#### [Set tasks]
1. Name every firm mentioned in the bridge text.
2. Summarize the bridge text in two sentences.
3. From the bridge text, extract the passage that starts with the words "A decision was" and ends with "Longwill Structural Engineering.".

The Coronarium Bridge in the basin of St Katharine’s cantilevered rising public footbridge with each side consisting of two arms and a counterweight section supported by a pivot on top of the portal beam. The bridge was manufactured from Douglas fir.
The West Bridge and East Bridge comprise longitudinal glued laminated timber spans with transverse timber decking.
The bridge spans across St Katharine’s Dock on a West-East axis. Each abutment supports a portal comprising two posts and a cross beam. The south elevation of the bridge faces the Thames and the North elevation faces St Katharine’s Dock basin.
Over the years the bridge has been subjected to the general usage, weather as well as the occasional knock from an errant boat that has resulted in a number of structural issues that have led to decay and failure.
There was evidence of fissuring on the South face of the glulam lifting arm of the South balance beam. Testing showed the fissuring typically extended to a depth of 10mm. Some fissuring was coincident with glue lines between laminates and may, therefore, be described as delamination. However, the depth of these fissures at the time of the inspection was consistent with surface shrinkage/swelling of timber in service and not indicative of structural failure associated with failing glue lines Superficial softening associated with the action of decay fungi was also coincident with the fissure.
There was evidence of advanced decay detected in the North lifting arm of the balance beam. The survey identified the extent of the pocket of decay coincident with delamination.
Severe decay detected in the South face of the carrying beam of the West Bridge as indicated by the Inspectors chisel that was inserted into decayed timber. The deck of the bridge was uneven and this was thought to be a result of the screws holding the decking boards being inserted into unsound timber. This presented a trip hazard for pedestrians crossing the bridge.
A decision was made to remove the bridges to allow the work to be carried out in a temporary workshop established locally.
De-Pest Ltd of Southampton was the Contractor given the contract to repair and restore the bridge using Rotafix methods specified by Engineers from Colin Toms and Partners of Seven Oaks. Calculations of the loading of the TG6 feet were completed by James Longwill Structural Engineering.

#### [Listed records]
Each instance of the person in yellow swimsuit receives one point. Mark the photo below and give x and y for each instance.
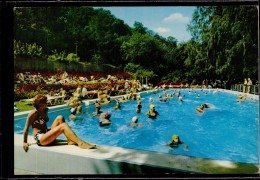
(38, 119)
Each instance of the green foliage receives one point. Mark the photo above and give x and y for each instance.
(61, 56)
(27, 50)
(72, 57)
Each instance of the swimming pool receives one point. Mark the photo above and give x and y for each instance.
(226, 131)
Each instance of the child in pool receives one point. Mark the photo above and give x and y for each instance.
(176, 142)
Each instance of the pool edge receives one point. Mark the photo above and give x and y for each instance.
(70, 159)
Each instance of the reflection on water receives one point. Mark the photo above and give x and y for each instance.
(228, 130)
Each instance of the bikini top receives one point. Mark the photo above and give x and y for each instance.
(40, 120)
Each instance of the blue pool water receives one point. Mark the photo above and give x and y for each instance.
(226, 131)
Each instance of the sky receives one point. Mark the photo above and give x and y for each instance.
(164, 20)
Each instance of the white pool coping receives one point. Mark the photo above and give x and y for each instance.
(69, 159)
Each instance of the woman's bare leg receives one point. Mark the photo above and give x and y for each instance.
(57, 129)
(59, 120)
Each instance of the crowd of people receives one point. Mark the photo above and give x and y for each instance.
(38, 118)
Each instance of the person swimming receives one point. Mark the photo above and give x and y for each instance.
(139, 106)
(134, 122)
(104, 119)
(98, 107)
(118, 105)
(176, 142)
(152, 113)
(201, 108)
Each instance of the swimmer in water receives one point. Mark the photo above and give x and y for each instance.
(134, 122)
(176, 142)
(104, 119)
(152, 113)
(201, 108)
(98, 107)
(139, 106)
(118, 105)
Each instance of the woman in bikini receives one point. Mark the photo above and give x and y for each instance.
(38, 119)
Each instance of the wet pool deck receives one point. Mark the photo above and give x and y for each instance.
(63, 159)
(70, 159)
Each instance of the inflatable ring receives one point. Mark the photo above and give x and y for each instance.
(198, 109)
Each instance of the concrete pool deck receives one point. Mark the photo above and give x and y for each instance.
(63, 159)
(69, 159)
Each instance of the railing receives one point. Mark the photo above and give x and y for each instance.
(240, 88)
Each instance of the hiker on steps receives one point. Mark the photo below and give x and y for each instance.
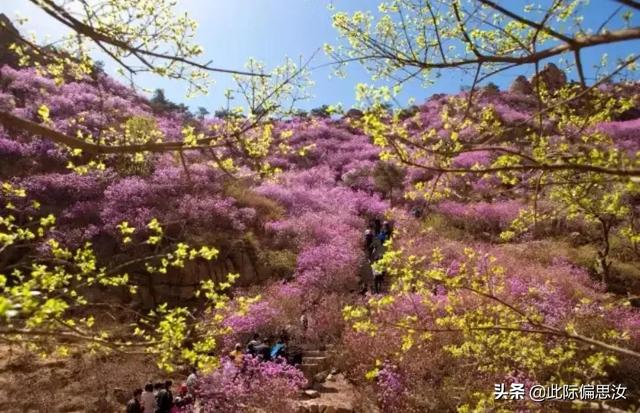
(253, 344)
(278, 349)
(378, 278)
(133, 406)
(304, 323)
(164, 399)
(148, 399)
(237, 356)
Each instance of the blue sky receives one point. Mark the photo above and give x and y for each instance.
(270, 30)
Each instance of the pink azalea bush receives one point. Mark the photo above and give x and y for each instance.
(270, 385)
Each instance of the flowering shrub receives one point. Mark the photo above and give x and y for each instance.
(481, 216)
(257, 385)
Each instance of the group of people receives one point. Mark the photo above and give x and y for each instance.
(374, 238)
(159, 398)
(268, 349)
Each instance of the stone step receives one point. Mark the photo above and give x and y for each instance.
(314, 360)
(310, 370)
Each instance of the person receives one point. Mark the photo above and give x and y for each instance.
(377, 250)
(164, 399)
(236, 355)
(385, 233)
(387, 229)
(192, 381)
(184, 398)
(376, 227)
(378, 277)
(157, 387)
(133, 406)
(263, 350)
(304, 323)
(148, 399)
(278, 349)
(251, 345)
(368, 241)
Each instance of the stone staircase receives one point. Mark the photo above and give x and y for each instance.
(315, 361)
(327, 391)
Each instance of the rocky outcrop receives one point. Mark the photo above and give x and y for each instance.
(551, 77)
(354, 113)
(8, 36)
(521, 86)
(181, 284)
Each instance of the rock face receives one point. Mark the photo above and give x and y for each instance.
(181, 285)
(354, 113)
(550, 76)
(8, 36)
(521, 86)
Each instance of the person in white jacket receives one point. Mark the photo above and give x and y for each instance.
(148, 399)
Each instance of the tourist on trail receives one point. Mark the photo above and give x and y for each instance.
(304, 323)
(377, 250)
(157, 387)
(263, 350)
(148, 399)
(164, 399)
(133, 406)
(368, 241)
(236, 355)
(192, 381)
(385, 233)
(251, 345)
(378, 277)
(184, 399)
(377, 227)
(278, 349)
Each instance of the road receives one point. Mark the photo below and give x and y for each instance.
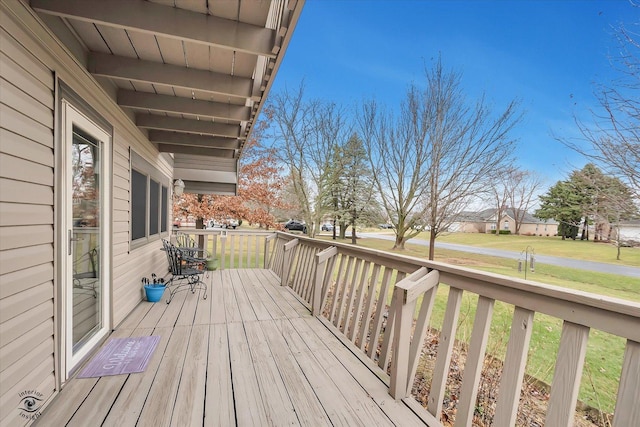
(600, 267)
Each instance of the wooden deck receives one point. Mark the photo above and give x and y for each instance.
(249, 355)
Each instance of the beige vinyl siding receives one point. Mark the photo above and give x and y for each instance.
(26, 227)
(130, 265)
(29, 58)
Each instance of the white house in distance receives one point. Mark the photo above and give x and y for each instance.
(485, 221)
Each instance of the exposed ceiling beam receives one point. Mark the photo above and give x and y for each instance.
(205, 127)
(119, 67)
(207, 175)
(173, 104)
(160, 136)
(148, 17)
(202, 151)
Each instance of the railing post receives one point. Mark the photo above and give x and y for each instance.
(402, 309)
(318, 283)
(267, 244)
(223, 245)
(287, 260)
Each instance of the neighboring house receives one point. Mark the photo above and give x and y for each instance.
(629, 232)
(102, 106)
(485, 221)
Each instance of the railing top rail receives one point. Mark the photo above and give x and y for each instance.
(218, 231)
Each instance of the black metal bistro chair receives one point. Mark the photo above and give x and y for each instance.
(186, 272)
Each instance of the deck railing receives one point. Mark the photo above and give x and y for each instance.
(349, 287)
(232, 248)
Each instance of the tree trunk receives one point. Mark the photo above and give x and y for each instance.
(432, 244)
(399, 243)
(585, 230)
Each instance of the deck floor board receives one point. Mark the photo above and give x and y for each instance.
(250, 354)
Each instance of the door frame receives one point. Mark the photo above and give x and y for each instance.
(71, 114)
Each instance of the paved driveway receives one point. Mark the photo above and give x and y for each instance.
(601, 267)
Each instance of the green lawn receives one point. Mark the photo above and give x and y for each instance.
(553, 246)
(604, 353)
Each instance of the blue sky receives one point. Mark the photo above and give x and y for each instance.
(549, 54)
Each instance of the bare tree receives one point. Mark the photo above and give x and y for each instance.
(523, 187)
(305, 134)
(499, 195)
(612, 138)
(434, 156)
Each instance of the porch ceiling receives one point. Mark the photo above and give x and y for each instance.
(193, 73)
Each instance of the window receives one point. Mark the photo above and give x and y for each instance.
(149, 201)
(138, 205)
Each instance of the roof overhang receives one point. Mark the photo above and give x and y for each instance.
(193, 74)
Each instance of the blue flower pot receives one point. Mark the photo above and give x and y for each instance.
(154, 292)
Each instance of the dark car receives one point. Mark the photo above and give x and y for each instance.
(327, 226)
(294, 225)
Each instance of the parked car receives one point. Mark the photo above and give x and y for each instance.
(295, 225)
(227, 223)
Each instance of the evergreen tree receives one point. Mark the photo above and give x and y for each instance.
(564, 204)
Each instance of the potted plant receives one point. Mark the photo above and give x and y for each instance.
(154, 289)
(212, 264)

#### [Solutions to the problems]
1.
- De-Pest Ltd of Southampton
- Colin Toms and Partners of Seven Oaks
- James Longwill Structural Engineering

2. The Coronarium Bridge is a cantilevered rising footbridge of Douglas fir across St Katharine's Dock. Usage, weather and knocks from boats caused fissuring, decay and an uneven deck that was a trip hazard, so the bridges were removed to a local temporary workshop, where De-Pest Ltd repaired and restored them using Rotafix methods specified by Colin Toms and Partners.

3.
A decision was made to remove the bridges to allow the work to be carried out in a temporary workshop established locally.
De-Pest Ltd of Southampton was the Contractor given the contract to repair and restore the bridge using Rotafix methods specified by Engineers from Colin Toms and Partners of Seven Oaks. Calculations of the loading of the TG6 feet were completed by James Longwill Structural Engineering.